§ **Page text**:
Summer 2020 – in the Eye of the Hurricane
At some point, we will ask ourselves: What was it like when Corona started its triumphant march around the world? How did we feel when the news from faraway Wuhan became reality in Germany? What did it do to our lives, our relationships and our families? Were we strong enough to take on the challenge, or did fear paralyse us – at a time when no one knew how it would all end?
And do we even know today?
Sunshine Eyes is a 10-part series in which, because it was shot in May 2020, all the protagonists – Big name actors, directors, film technicians and amateur actors – took on this challenge for real: the not knowing. They play what it feels like to deal with the biggest rupture in our everyday lives since the end of World War II, in the first days and weeks of the outbreak, at a time when there was no ready answer.
This is a threat that invaded every last corner of the world, which seeped into our private lives, into our privacy. It hits the weakest: the adolescents who are just about to find their own place in society.
Consequently, Sunshine Eyes is also a series about the coming of age of adolescents in the midst of the pandemic.
Lea and Leonie are sisters who were separated after their mother died and their father left them for a new life. Lea lives with her grandmother, but Leoni exists in between shelters and a foster family. Their greatest wish is to move back in together – with their grandmother. But that’s not so easy under the pandemic rules. Then there are the boys and girls of the neighbouring families who all have their own problems. It’s all about breaking up and breaking out, trying new role models and questioning old family ties.
Corona bursts into this world like a silent killjoy.
At first, young people make fun of it, and the weird new rules that go with it. But then it gets serious. Children who started out playing Corona at home with diving masks, end up watching their parents getting fired on Zoom. Suddenly, there is no one to explain the world to them. Neither their parents nor their teachers can do it. Not even Mutti Merkel inspires confidence on TV.
“ Corona was a punch in the face for adolescents. Small children still lived in their Mummy-Daddy world, adults hid behind the pretence of wisdom, but the adolescents didn’t stand a chance“, Maria von Heland, director.
The way Sunshine Eyes came about was as unusual as the circumstances it describes. With no broadcaster behind her, director Maria von Heland took all her money, plus Corona aid from the state, and called up actors, some of them old friends, camera crew and film workers. Among them were such well-known names as Nina Petri, Juliane Köhler and Stephanie Eidt.
They developed the material together. There was no written script. Everyone had to improvise. The important thing was the moment; that window of time in which the world changes. To capture something that would otherwise be irretrievably lost.
What better way to portray feelings than in the moment in which they arise. No vain self-reflection as in the „satire videos“ of the Corona sceptics surrounding Volker Bruch and Dietrich Brüggemann, but an attempt to transfer one’s own experiences from the Lockdown into a plot that every kind of viewer can identify with.
„Sunshine Eyes is not a series about Corona in the same way that Philadelphia was not a film about Aids,“ says Maria von Heland, „It’s about the here and now. About normal life with and on Corona. So that we remember it later“, Maria von Heland, director
Of course, that also raises questions.
How much reality is “allowed” in an entertainment format? Doesn’t the viewer have a right to a little escape from reality? Isn’t such a complex topic lest left to news programs and talk shows? And how sexy do actors in masks actually look?
The last question at least Sunshine Eyes answers with a resolute yes!
But there is another question: How long do we want to wait until Corona has reduced to an extent that we dare to make films about it? Films where it appears as more than just a passing reference in order to count as “topical”, or to send out a one-dimensional political message.
We do need the flipcharts, the curve charts and the expert interviews. But we also need the movies and series where we talk about our feelings – about the time when Corona was really upon us.

§ **Data excerpts**:
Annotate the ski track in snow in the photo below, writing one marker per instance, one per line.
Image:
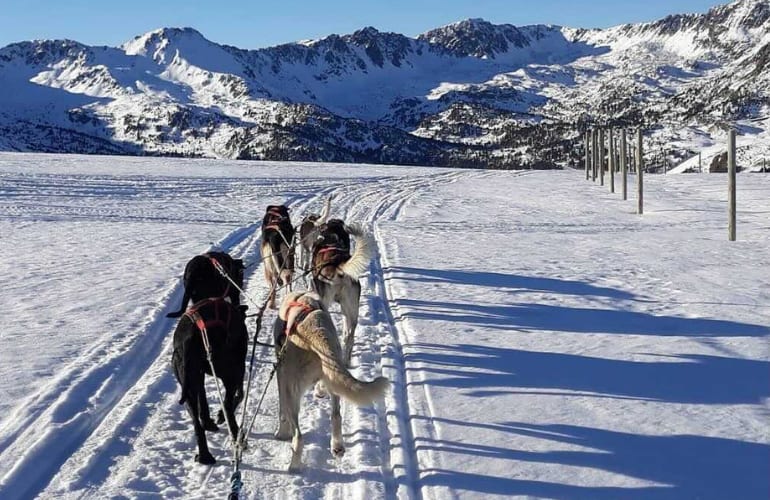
(105, 422)
(113, 428)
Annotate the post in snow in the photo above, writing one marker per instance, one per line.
(586, 147)
(612, 161)
(601, 157)
(595, 151)
(624, 163)
(639, 173)
(731, 183)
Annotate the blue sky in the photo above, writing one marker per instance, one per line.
(258, 23)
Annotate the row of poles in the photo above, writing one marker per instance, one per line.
(606, 150)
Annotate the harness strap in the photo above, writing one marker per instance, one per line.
(218, 265)
(332, 249)
(306, 309)
(217, 321)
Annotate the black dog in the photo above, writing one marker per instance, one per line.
(277, 247)
(202, 280)
(336, 271)
(225, 327)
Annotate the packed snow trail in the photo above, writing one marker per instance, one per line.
(542, 339)
(92, 445)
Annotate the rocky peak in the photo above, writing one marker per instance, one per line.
(476, 38)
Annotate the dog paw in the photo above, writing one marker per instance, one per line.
(205, 459)
(209, 426)
(282, 435)
(320, 391)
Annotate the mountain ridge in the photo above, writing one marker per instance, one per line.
(469, 93)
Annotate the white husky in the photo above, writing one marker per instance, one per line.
(313, 353)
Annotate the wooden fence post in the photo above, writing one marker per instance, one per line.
(623, 163)
(639, 173)
(731, 183)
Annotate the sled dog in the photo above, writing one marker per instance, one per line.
(313, 353)
(308, 232)
(225, 329)
(277, 248)
(202, 280)
(336, 272)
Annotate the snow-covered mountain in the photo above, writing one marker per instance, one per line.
(467, 94)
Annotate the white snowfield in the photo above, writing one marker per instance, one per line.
(542, 339)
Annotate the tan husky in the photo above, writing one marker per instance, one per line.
(314, 354)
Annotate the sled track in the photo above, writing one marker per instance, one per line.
(117, 428)
(55, 427)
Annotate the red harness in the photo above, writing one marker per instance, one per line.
(306, 309)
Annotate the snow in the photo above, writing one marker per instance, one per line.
(543, 340)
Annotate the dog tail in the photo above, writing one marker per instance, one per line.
(339, 381)
(185, 300)
(362, 255)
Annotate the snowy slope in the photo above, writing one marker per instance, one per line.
(467, 94)
(554, 346)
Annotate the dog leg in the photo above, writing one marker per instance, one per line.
(231, 402)
(269, 279)
(205, 416)
(284, 431)
(296, 441)
(349, 303)
(203, 456)
(337, 446)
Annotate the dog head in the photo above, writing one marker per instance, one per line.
(275, 214)
(334, 233)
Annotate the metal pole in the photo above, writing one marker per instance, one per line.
(624, 163)
(601, 157)
(612, 161)
(587, 143)
(731, 183)
(639, 173)
(596, 154)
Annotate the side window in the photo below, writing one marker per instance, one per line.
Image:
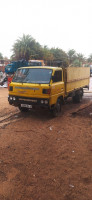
(57, 76)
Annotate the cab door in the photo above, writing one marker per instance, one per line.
(57, 88)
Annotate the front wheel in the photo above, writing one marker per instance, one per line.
(57, 109)
(77, 98)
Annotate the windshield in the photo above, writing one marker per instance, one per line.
(31, 75)
(35, 63)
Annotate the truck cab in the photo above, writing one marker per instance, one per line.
(36, 86)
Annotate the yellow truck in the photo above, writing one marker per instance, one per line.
(47, 87)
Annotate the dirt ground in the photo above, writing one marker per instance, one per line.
(45, 158)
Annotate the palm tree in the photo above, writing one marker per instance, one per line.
(1, 56)
(25, 47)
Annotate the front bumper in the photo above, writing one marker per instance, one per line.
(17, 101)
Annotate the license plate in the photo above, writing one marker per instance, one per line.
(26, 106)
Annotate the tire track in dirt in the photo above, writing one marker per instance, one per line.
(7, 119)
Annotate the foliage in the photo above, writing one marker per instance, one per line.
(1, 56)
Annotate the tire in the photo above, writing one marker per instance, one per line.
(23, 109)
(57, 109)
(77, 98)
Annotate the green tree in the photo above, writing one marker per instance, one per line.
(90, 59)
(26, 48)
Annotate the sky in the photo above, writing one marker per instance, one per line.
(64, 24)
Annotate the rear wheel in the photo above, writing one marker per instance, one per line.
(57, 109)
(22, 109)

§ **Complete the following**:
a) Check each statement against the text about Sunshine Eyes. For each one, answer yes or no and quote the words from the text that settle it.
(i) Sunshine Eyes was shot in May 2020.
(ii) The actors worked from a written script.
(iii) Lea lives with a foster family.
b) According to the text about Sunshine Eyes, what did Maria von Heland use to pay for the series, with no broadcaster behind her?
c) Write out the part of the text about Sunshine Eyes that begins with the words "The way Sunshine" and ends after the words "be irretrievably lost.".

§ **Answers provided**:
a)
(i) Yes: "because it was shot in May 2020"
(ii) No: "There was no written script."
(iii) No: "Lea lives with her grandmother"

b) All her money, plus Corona aid from the state.

c)
The way Sunshine Eyes came about was as unusual as the circumstances it describes. With no broadcaster behind her, director Maria von Heland took all her money, plus Corona aid from the state, and called up actors, some of them old friends, camera crew and film workers. Among them were such well-known names as Nina Petri, Juliane Köhler and Stephanie Eidt.
They developed the material together. There was no written script. Everyone had to improvise. The important thing was the moment; that window of time in which the world changes. To capture something that would otherwise be irretrievably lost.